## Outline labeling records
<<<<
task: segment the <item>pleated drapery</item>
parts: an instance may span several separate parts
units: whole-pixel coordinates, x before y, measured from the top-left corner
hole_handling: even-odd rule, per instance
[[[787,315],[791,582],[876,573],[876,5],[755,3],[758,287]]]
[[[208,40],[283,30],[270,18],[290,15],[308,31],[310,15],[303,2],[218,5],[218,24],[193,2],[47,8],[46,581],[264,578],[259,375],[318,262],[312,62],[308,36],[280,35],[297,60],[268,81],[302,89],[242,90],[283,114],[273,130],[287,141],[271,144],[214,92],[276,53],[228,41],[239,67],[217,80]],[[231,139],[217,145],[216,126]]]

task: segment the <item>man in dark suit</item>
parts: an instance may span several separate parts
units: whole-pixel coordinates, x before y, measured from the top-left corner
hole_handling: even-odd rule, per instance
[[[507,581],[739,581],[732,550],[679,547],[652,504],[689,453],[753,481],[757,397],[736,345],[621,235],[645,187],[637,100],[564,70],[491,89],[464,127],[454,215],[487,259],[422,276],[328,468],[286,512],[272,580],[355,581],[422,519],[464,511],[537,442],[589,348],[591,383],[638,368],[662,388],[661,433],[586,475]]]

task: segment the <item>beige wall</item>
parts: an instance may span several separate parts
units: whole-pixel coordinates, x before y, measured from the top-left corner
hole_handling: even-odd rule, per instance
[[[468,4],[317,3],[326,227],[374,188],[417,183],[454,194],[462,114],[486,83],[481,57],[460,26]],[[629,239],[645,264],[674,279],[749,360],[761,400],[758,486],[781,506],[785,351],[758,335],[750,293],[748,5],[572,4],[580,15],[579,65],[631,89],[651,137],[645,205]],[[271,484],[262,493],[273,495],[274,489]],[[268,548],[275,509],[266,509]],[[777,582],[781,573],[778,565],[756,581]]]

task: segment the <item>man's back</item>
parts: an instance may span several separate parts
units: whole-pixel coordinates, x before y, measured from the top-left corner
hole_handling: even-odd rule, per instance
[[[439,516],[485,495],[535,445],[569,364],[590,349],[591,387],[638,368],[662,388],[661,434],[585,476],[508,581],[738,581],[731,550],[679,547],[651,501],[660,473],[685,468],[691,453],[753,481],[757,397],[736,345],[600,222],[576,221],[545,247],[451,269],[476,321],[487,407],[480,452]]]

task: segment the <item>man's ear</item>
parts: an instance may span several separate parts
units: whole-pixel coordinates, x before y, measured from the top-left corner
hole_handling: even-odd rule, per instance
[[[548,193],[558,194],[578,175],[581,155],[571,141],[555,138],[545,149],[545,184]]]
>>>>
<<<<
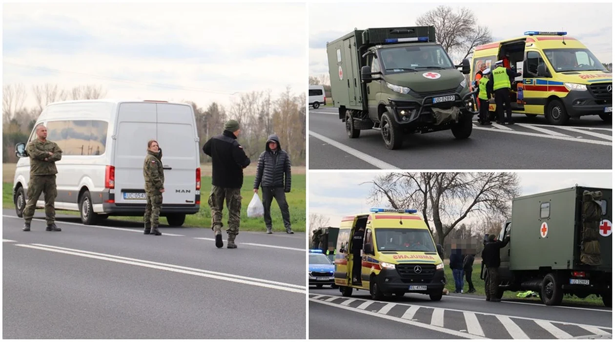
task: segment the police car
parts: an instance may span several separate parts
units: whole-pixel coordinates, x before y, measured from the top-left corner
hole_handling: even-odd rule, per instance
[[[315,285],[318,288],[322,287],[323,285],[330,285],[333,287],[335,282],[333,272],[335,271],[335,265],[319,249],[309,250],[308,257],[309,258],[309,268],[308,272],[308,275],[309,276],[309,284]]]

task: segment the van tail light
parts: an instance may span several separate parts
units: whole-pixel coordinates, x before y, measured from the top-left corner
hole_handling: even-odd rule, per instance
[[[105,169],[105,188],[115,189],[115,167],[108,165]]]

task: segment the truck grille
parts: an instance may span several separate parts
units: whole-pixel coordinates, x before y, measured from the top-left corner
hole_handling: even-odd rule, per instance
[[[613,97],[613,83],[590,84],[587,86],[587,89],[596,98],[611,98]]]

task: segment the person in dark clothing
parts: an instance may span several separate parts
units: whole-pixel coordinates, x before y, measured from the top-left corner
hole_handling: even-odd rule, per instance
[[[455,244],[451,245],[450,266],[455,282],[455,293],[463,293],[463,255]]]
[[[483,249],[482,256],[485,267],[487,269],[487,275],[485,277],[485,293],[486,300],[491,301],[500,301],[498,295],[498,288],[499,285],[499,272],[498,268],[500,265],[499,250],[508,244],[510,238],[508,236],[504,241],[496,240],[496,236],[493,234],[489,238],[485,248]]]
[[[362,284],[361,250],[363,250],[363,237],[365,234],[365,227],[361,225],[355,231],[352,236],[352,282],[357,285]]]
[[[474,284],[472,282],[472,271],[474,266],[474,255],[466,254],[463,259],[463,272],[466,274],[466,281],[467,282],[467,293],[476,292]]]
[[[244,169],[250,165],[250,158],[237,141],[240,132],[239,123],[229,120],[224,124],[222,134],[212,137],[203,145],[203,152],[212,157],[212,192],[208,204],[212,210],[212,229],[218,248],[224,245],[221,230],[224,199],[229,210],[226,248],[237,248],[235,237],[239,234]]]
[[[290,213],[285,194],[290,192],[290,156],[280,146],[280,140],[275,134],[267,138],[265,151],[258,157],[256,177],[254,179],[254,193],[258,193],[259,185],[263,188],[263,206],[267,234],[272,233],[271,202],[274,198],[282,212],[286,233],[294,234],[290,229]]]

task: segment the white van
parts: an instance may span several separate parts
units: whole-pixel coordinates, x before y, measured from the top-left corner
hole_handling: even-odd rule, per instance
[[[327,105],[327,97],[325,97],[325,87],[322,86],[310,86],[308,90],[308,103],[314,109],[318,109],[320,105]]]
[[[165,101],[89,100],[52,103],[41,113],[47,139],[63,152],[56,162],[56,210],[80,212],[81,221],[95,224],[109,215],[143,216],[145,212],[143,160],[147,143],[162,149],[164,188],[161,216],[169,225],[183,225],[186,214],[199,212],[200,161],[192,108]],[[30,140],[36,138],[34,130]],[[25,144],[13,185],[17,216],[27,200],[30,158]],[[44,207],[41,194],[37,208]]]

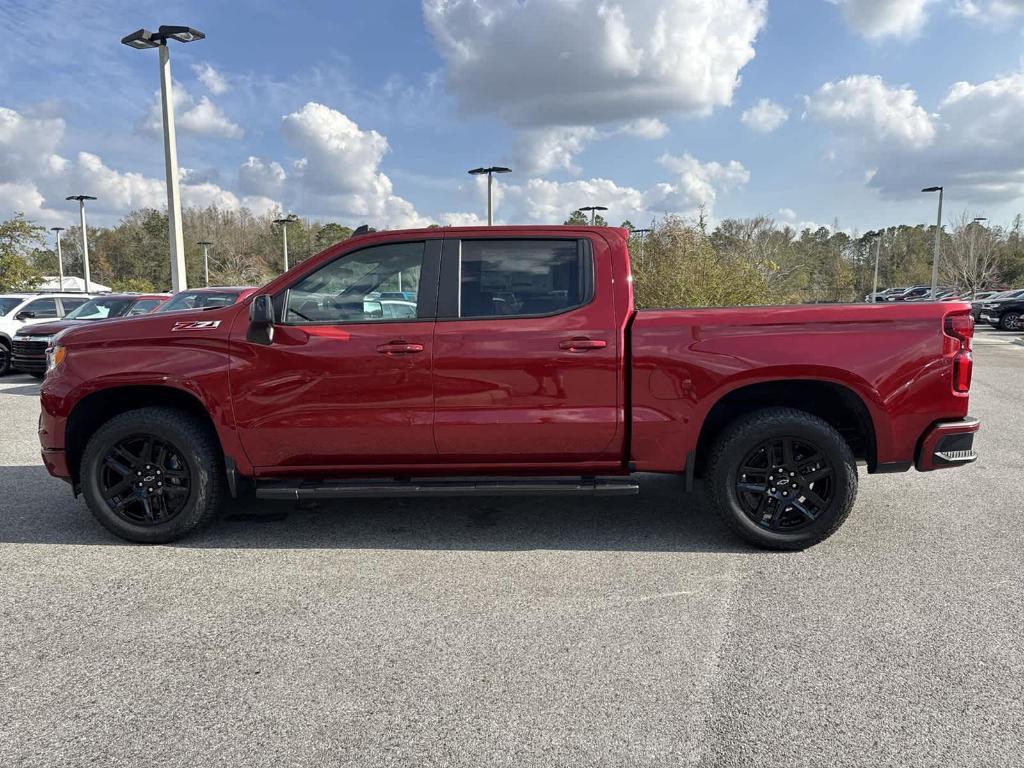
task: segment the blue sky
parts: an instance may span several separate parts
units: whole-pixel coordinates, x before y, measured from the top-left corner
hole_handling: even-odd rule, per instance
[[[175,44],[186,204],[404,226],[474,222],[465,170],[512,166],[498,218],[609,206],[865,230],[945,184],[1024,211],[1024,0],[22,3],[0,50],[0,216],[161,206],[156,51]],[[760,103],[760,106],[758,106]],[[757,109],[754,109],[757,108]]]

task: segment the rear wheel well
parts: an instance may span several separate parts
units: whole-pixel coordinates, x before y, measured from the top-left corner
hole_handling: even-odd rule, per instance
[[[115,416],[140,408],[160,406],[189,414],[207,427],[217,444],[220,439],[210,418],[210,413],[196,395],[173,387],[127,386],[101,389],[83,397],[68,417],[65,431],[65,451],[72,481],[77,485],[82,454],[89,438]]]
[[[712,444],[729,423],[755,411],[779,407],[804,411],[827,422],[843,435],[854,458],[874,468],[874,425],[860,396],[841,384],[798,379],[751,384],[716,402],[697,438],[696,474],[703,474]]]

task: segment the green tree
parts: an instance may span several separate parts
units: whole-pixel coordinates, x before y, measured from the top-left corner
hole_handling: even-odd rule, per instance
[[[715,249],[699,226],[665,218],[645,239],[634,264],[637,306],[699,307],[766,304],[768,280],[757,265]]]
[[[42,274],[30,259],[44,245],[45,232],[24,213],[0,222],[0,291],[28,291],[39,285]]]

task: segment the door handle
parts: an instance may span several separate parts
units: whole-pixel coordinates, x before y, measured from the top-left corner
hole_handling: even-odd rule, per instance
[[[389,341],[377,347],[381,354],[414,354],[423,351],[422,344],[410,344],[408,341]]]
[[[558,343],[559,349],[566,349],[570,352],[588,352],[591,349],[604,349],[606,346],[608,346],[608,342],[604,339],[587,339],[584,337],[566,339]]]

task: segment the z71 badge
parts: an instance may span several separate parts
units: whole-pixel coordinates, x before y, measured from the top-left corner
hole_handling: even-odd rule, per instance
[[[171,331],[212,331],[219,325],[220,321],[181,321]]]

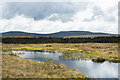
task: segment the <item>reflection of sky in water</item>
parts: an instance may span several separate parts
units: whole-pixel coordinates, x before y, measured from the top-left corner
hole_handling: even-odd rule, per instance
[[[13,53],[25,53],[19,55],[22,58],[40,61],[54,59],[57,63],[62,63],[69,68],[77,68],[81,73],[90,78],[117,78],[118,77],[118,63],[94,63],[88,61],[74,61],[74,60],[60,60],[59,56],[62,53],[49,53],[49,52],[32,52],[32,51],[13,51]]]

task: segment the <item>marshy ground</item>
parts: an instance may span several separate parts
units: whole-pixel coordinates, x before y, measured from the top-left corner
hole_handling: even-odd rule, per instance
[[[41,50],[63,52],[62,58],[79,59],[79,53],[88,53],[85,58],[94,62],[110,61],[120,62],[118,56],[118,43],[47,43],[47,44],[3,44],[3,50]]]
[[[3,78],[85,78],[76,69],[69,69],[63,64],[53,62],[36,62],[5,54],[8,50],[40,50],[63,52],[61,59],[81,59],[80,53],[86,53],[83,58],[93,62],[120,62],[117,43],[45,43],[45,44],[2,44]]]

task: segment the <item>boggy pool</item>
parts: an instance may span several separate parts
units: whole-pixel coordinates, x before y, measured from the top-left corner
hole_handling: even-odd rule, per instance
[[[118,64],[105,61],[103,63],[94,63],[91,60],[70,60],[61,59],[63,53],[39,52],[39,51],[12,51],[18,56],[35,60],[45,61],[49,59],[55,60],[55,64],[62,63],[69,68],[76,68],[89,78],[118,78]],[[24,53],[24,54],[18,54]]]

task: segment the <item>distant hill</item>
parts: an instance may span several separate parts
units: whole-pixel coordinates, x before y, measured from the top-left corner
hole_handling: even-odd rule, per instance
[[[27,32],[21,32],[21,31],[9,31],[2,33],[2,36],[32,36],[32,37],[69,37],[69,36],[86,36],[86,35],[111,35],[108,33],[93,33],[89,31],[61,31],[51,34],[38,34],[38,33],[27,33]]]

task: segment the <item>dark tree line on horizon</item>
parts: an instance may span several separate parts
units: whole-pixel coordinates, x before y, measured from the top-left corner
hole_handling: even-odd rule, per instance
>>>>
<<<<
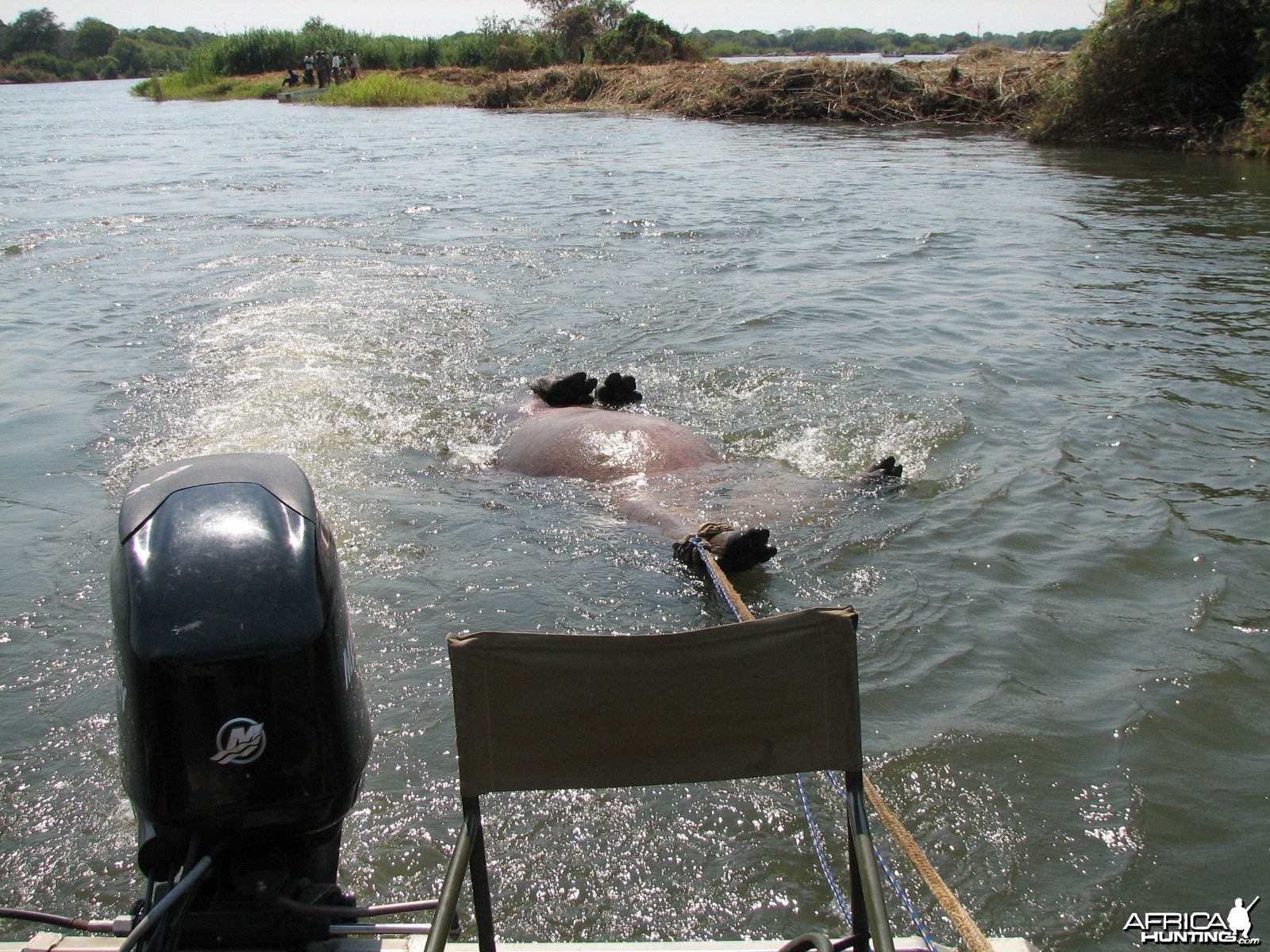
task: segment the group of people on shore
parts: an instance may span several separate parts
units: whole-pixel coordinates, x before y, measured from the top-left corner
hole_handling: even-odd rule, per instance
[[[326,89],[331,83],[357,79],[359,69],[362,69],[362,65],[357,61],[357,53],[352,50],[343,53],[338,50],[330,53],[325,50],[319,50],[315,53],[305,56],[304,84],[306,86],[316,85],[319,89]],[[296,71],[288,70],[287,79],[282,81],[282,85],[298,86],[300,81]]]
>>>>
Render the material from the line holding "task: segment the <item>pleated" through the line holding "[[[787,315],[791,582],[876,573],[876,5],[755,3],[758,287]]]", both included, as a JSON list of strings with one string per line, omitting blank lines.

[
  "task: segment the <item>pleated drapery</item>",
  "parts: an instance may span several separate parts",
  "units: whole-pixel coordinates, x before y, measured from the top-left corner",
  "hole_handling: even-odd rule, per instance",
  "[[[787,315],[791,582],[876,573],[876,5],[755,3],[758,287]]]"
]